EXCERPT
================

Repair loop¶
A first draft is not always a good one. When a draft fails validation, gmat-copilot can feed the failure back to the model and try again — a bounded repair loop that turns a failing draft into a runnable one without you in the loop.
It is opt-in. The default is a single pass (--repair 0 / repair=0); a positive budget enables the
loop.
How it runs¶
Each round is generate → lint → (if lint-clean) dry-run:
- Generate a draft for the request.
- Lint it. If it does not lint clean, that is the failure.
- If it lints clean and the dry-run is enabled, run it in GMAT. If it does not load, run, or converge, that is the failure.
- On a failure, build a repair prompt — the original request, the failing draft, and the failing tier's diagnostics — and regenerate.
Feedback is lint-first: lint is precise and free, so a lint failure is fixed before the costlier
dry-run is attempted; the dry-run's one-line is the backstop for the lint-clean-but-unrunnable drafts
the loop exists for. The repair budget is the same whether or not the dry-run is enabled — with the
dry-run off, the loop still repairs lint failures, and needs no [gmat] extra to do so.

================

WORK ORDER 1
From the repair loop documentation, echo the passage starting at "Repair loop¶" and ending at "clean, that is the failure.".
WORK ORDER 2
According to the repair loop documentation, what three things does a repair prompt contain?

Stored dataset items:
================

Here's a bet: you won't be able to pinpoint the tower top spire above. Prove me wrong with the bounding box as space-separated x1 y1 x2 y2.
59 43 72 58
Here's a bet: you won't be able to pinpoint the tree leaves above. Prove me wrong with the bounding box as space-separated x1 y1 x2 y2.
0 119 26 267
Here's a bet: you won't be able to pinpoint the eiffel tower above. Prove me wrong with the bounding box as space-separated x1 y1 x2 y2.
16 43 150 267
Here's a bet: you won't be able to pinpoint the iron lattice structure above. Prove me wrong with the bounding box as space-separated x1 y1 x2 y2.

================

ANSWER AREA 1
Repair loop¶
A first draft is not always a good one. When a draft fails validation, gmat-copilot can feed the failure back to the model and try again — a bounded repair loop that turns a failing draft into a runnable one without you in the loop.
It is opt-in. The default is a single pass (--repair 0 / repair=0); a positive budget enables the
loop.
How it runs¶
Each round is generate → lint → (if lint-clean) dry-run:
- Generate a draft for the request.
- Lint it. If it does not lint clean, that is the failure.

ANSWER AREA 2
The original request, the failing draft, and the failing tier's diagnostics.